Elenco di puntamento su oggetti con nome:
################

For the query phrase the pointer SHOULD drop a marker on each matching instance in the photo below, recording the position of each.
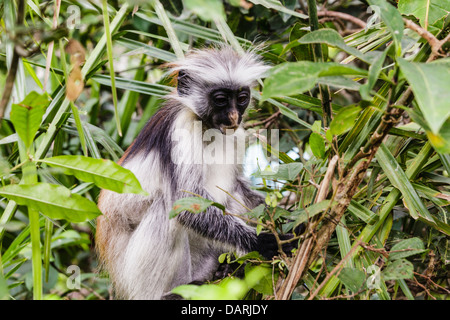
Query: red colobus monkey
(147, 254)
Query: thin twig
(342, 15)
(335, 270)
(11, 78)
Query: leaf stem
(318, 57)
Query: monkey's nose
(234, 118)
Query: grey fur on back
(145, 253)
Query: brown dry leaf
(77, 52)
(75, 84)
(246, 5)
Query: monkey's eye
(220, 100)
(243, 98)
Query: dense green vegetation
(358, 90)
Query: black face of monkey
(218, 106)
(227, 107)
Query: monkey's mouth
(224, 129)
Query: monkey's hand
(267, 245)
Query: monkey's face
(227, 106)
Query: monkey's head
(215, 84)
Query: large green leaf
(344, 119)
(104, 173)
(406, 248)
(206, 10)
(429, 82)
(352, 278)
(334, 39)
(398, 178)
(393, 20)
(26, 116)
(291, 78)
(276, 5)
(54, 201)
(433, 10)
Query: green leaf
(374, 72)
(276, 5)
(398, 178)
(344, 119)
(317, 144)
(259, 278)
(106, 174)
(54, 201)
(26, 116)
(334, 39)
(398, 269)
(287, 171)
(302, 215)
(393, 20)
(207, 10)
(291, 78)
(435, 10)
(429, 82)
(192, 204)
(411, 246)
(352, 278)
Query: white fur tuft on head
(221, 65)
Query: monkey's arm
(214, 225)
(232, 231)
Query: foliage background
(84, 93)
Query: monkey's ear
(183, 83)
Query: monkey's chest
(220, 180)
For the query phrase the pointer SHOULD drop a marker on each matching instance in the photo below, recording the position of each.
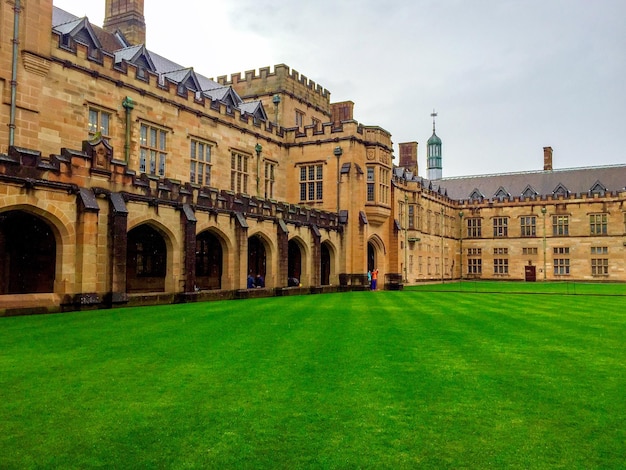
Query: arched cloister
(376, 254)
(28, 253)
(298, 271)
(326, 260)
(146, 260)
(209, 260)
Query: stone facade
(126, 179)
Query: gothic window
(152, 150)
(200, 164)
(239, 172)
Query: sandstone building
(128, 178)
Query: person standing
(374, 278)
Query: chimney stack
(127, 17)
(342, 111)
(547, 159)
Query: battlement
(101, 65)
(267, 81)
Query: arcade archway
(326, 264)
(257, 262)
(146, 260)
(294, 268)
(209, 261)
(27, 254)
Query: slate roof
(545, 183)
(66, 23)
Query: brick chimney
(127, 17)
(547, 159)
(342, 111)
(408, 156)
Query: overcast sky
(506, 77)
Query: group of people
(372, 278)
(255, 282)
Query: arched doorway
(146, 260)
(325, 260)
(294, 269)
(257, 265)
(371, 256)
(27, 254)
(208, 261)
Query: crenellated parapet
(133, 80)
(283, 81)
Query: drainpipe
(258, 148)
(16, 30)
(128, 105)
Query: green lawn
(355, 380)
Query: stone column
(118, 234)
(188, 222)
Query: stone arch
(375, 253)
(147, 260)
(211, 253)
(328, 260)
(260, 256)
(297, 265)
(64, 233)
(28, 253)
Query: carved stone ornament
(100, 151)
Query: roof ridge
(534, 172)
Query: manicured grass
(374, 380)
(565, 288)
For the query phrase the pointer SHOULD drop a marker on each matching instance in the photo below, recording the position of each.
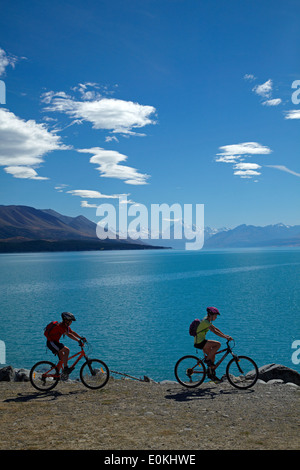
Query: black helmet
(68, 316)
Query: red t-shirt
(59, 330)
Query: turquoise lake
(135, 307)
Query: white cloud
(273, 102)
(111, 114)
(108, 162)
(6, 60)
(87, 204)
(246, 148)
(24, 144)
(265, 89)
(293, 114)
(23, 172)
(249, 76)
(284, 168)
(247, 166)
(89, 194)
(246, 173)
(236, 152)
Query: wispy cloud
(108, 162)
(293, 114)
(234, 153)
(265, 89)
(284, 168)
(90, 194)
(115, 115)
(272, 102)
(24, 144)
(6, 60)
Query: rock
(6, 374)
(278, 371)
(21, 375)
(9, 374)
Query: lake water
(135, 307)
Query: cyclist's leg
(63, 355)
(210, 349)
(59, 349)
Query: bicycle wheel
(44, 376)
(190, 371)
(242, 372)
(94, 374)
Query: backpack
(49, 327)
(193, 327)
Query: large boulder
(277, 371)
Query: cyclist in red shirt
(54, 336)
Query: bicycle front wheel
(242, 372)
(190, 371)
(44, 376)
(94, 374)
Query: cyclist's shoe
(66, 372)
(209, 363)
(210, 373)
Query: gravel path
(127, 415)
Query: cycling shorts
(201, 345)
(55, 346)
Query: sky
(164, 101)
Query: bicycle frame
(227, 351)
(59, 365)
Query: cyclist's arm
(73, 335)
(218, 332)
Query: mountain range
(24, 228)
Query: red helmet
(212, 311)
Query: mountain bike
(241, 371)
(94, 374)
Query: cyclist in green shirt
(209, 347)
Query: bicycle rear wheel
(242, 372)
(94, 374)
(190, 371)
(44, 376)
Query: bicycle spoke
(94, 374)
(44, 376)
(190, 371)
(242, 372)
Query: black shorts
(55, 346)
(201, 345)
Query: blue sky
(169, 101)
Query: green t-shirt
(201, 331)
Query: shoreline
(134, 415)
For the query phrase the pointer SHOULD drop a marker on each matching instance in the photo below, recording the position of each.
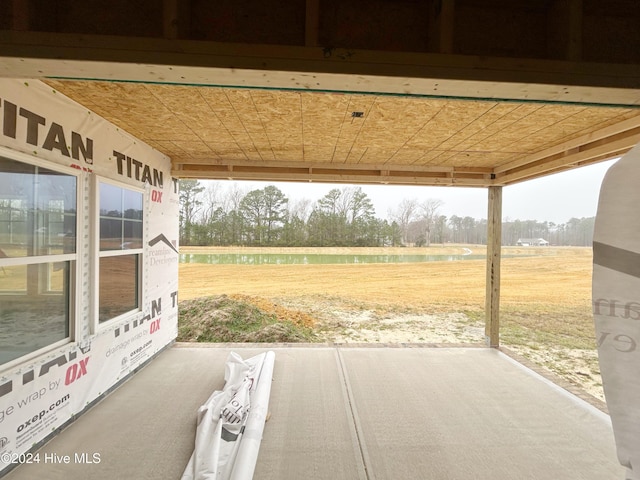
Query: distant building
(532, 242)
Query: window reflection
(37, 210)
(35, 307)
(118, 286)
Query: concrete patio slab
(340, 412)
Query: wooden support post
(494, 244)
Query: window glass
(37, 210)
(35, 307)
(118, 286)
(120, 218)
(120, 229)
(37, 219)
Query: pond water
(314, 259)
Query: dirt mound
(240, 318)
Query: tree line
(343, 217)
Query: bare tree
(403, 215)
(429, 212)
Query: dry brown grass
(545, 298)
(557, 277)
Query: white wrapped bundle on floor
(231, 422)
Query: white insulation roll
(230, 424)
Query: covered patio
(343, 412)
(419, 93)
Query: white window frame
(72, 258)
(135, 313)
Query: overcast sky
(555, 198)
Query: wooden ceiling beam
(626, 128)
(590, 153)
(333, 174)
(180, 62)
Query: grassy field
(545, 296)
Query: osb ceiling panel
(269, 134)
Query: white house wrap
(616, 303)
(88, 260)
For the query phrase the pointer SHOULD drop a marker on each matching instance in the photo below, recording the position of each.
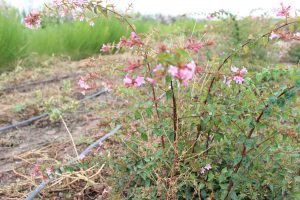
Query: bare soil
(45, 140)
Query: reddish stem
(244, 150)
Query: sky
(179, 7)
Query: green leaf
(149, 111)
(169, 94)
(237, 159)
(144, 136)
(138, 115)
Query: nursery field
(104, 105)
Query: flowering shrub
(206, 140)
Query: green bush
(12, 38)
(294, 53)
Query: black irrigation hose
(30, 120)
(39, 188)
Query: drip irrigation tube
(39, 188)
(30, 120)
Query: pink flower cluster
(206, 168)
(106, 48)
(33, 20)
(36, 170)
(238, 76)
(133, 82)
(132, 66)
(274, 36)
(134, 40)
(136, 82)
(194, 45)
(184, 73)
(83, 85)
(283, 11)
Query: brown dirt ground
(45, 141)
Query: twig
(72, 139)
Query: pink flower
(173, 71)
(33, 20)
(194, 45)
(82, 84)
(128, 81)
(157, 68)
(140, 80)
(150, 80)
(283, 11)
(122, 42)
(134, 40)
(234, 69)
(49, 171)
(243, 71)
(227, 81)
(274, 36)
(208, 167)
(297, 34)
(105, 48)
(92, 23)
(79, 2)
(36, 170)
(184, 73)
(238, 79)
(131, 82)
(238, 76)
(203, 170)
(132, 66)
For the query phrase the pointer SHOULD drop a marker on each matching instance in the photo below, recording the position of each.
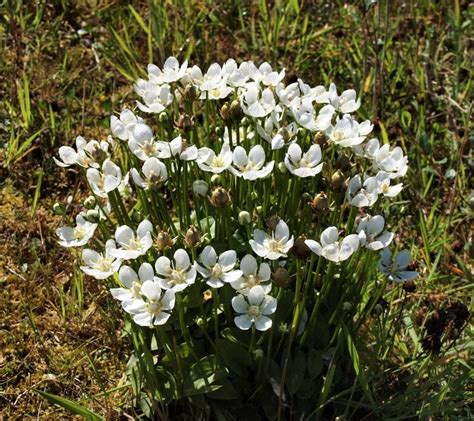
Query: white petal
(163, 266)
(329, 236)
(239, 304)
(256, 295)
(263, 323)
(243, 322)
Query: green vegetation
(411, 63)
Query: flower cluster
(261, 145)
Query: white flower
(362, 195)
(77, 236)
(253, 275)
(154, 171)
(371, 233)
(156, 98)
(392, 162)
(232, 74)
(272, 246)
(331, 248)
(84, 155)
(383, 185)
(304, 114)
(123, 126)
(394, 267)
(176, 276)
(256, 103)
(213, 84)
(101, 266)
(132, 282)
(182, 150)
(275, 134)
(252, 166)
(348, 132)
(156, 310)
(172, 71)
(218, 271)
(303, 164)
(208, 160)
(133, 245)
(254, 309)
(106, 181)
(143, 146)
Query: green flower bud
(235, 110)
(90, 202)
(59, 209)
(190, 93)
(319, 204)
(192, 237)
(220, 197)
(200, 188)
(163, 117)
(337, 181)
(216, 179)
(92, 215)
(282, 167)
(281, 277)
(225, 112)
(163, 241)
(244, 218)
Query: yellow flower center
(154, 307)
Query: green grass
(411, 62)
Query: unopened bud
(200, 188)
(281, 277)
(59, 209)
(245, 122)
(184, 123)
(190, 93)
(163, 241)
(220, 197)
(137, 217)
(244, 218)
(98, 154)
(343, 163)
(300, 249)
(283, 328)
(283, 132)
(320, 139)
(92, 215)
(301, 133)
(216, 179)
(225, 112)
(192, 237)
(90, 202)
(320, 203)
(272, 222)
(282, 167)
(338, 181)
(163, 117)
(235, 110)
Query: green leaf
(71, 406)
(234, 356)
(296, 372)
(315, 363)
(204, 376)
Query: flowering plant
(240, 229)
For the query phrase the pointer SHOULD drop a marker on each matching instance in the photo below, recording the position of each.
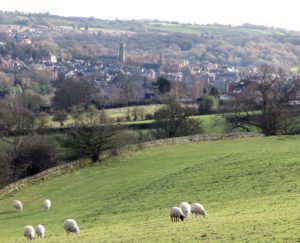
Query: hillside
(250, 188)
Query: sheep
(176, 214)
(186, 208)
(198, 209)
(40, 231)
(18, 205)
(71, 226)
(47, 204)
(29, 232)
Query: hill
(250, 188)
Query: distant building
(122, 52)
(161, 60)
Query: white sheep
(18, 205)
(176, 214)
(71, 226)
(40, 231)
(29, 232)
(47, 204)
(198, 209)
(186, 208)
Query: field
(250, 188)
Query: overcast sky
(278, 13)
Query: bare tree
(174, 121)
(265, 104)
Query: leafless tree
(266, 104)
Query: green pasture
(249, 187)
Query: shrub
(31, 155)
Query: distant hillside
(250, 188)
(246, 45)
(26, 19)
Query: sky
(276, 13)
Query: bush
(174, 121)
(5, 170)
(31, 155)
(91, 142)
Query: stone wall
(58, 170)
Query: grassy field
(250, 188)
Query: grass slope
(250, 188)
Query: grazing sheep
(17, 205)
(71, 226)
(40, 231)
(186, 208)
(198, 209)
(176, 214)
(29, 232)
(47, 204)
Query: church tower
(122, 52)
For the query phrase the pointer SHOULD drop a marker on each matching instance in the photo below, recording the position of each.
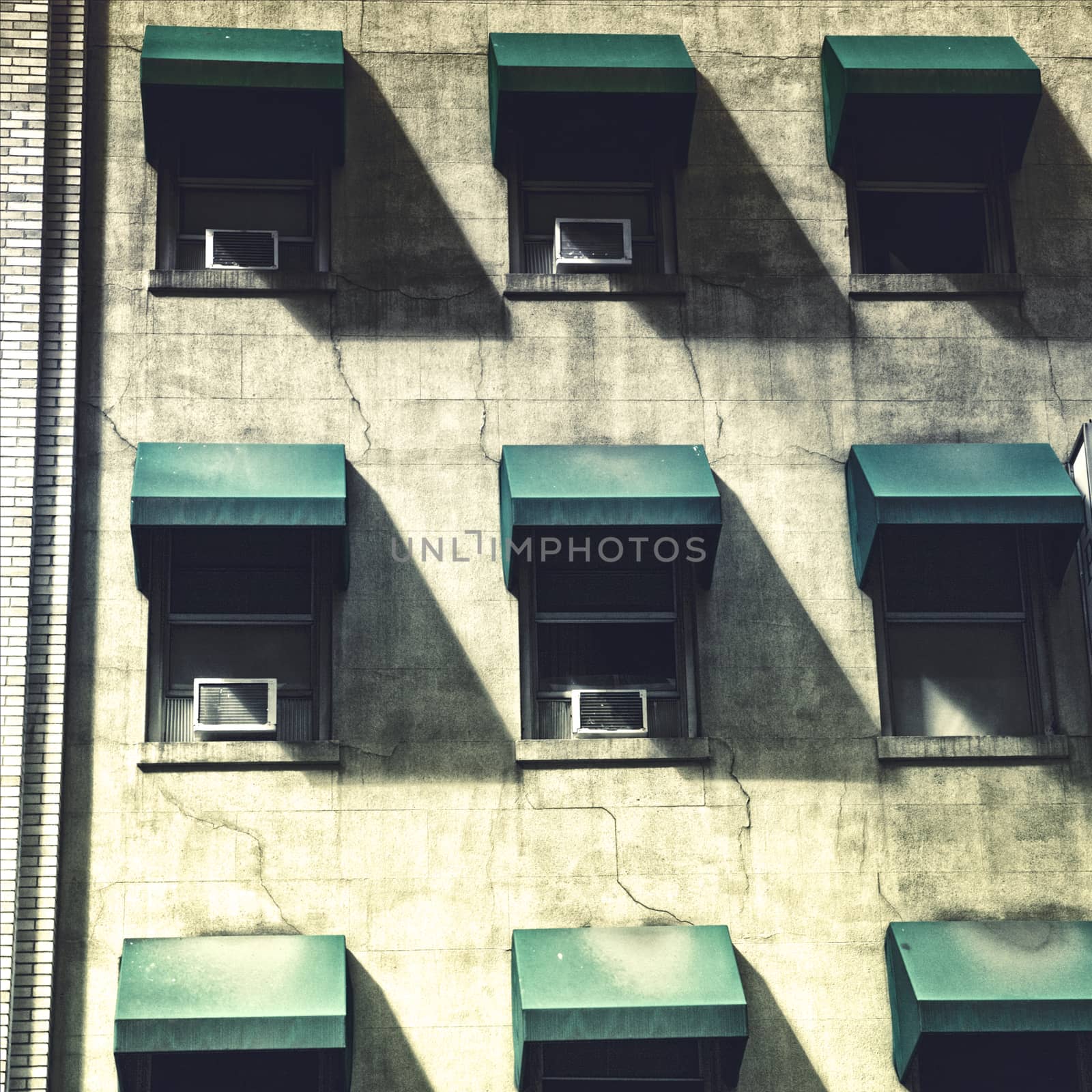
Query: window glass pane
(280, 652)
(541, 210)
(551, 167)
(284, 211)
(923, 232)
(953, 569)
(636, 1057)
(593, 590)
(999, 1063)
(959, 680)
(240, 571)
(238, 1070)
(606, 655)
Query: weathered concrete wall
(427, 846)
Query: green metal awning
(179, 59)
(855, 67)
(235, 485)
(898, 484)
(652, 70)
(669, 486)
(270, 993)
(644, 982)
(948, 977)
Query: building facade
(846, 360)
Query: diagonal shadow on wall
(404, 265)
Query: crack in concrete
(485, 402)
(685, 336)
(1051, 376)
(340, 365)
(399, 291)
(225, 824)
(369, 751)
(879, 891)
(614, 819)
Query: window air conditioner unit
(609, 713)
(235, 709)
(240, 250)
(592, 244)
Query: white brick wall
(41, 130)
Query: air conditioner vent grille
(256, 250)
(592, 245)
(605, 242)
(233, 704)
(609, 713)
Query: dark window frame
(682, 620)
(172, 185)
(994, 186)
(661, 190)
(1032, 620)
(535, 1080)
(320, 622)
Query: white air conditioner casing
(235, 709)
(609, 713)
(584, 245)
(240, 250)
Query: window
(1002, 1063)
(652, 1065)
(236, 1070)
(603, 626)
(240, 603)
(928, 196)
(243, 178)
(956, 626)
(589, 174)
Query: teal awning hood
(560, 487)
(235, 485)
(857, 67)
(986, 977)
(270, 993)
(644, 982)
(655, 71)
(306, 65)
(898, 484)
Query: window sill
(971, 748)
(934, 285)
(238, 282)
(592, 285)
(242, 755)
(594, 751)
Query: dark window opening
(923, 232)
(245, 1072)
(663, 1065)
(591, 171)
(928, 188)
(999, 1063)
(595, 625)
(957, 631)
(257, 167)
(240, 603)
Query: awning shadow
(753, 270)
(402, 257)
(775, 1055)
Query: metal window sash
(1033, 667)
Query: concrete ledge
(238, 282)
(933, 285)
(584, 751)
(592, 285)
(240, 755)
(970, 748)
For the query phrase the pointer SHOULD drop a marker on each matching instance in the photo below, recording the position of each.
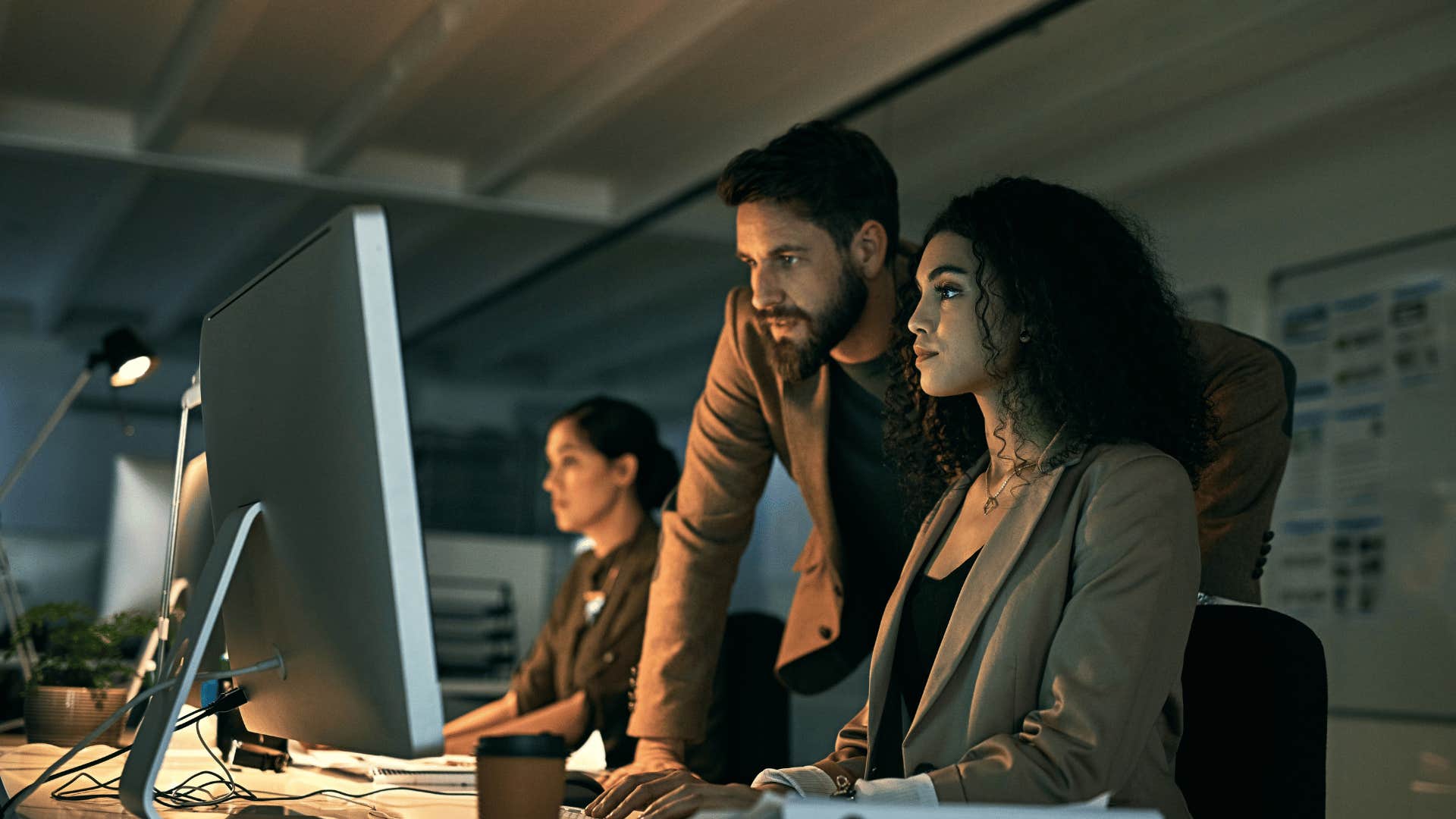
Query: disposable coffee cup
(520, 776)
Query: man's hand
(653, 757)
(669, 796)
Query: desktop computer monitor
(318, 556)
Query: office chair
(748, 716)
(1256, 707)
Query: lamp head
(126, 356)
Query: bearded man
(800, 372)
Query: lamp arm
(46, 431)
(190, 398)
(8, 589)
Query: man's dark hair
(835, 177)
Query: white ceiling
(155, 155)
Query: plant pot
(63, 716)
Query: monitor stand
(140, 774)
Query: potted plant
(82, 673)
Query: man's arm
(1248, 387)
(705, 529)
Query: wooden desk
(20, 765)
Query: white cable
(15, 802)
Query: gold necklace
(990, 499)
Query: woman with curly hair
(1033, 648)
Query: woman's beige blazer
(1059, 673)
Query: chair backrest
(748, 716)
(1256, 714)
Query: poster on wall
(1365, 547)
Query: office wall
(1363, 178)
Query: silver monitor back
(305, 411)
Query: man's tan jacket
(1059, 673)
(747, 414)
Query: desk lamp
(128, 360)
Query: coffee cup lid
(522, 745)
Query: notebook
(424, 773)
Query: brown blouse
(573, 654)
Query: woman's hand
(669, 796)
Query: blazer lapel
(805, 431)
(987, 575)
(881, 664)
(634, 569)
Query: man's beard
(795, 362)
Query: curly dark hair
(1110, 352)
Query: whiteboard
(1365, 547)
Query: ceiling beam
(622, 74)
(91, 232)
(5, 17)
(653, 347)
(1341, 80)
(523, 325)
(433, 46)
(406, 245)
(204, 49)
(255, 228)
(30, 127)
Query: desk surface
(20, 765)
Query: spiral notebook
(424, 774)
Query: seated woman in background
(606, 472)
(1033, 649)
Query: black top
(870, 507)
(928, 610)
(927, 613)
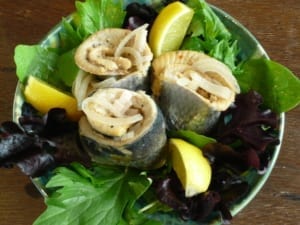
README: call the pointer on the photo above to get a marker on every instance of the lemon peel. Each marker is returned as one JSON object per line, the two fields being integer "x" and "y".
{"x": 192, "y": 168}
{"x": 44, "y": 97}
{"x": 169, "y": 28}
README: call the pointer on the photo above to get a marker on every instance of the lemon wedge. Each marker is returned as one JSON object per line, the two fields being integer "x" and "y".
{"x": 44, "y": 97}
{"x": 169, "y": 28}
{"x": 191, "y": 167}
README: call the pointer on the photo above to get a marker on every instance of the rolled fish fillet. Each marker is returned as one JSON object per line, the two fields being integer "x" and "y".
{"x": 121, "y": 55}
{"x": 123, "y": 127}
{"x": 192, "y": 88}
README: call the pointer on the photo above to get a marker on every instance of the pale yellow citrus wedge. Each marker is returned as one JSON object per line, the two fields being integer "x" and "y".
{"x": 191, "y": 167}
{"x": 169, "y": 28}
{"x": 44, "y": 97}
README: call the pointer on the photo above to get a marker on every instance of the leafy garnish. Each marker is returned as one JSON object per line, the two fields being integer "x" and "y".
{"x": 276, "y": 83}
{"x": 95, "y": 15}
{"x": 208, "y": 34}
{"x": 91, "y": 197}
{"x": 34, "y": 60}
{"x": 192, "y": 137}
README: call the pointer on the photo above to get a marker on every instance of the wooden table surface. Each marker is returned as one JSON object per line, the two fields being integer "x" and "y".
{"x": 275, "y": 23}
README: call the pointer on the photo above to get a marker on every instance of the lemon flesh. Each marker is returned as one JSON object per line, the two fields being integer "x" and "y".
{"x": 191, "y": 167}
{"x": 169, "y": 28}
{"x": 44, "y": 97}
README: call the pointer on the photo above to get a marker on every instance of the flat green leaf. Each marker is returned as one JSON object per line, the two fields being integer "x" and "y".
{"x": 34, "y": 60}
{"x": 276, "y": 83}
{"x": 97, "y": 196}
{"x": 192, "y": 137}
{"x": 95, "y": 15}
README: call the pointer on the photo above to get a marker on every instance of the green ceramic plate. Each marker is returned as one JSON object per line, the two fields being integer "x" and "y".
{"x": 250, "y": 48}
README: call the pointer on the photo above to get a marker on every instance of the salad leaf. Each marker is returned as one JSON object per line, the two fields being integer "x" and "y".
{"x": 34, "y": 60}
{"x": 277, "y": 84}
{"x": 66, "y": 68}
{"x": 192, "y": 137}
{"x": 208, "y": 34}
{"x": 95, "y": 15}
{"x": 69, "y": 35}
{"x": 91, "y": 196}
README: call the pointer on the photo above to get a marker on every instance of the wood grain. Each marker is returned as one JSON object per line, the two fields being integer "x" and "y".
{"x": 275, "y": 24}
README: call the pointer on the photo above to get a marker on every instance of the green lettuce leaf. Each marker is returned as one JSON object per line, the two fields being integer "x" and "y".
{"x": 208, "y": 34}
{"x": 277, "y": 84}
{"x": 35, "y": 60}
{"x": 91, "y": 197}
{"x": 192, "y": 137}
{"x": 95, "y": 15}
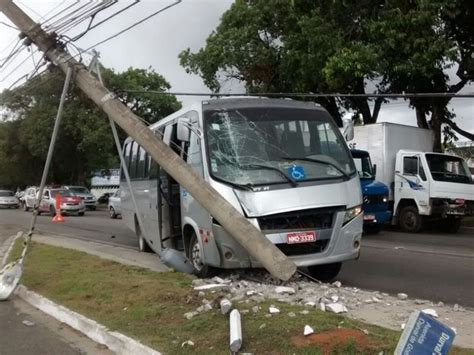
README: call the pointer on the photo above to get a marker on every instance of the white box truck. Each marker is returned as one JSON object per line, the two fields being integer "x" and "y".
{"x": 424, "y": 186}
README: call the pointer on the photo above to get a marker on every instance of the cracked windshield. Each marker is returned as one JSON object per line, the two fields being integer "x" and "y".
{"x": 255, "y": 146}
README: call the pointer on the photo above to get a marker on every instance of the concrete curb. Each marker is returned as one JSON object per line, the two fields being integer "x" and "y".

################

Trasforma in una tabella Markdown le righe dell'elenco che vanno da quella con "the green lettuce" fino alla fine dell'elenco, entrambe incluse, con le colonne Numero e Riga e senza righe vuote. Lascia fuori le immagini.

| Numero | Riga |
|---|---|
| 1 | README: call the pointer on the photo above to get a marker on every instance of the green lettuce leaf. Each marker is returned as one JSON object per line, the two fields being integer "x" and "y". |
| 2 | {"x": 208, "y": 34} |
| 3 | {"x": 277, "y": 84} |
| 4 | {"x": 35, "y": 60} |
| 5 | {"x": 91, "y": 197} |
| 6 | {"x": 192, "y": 137} |
| 7 | {"x": 95, "y": 15} |
| 8 | README: call the pointer on the photo above to get a marker on every instance of the white box truck. Each marker is returned as one JSON object per line, the two fields being integer "x" and "y". |
| 9 | {"x": 424, "y": 186} |
| 10 | README: call the pointer on the photo above to get a marker on every instance of the cracked windshield. Each marker is returned as one JSON object per line, the two fields being integer "x" and "y". |
| 11 | {"x": 255, "y": 146} |
| 12 | README: call the pointer on the photo above to get a marker on every instance of the concrete curb. Each marker is returned as one JSON object per line, the two fields being integer "x" and "y". |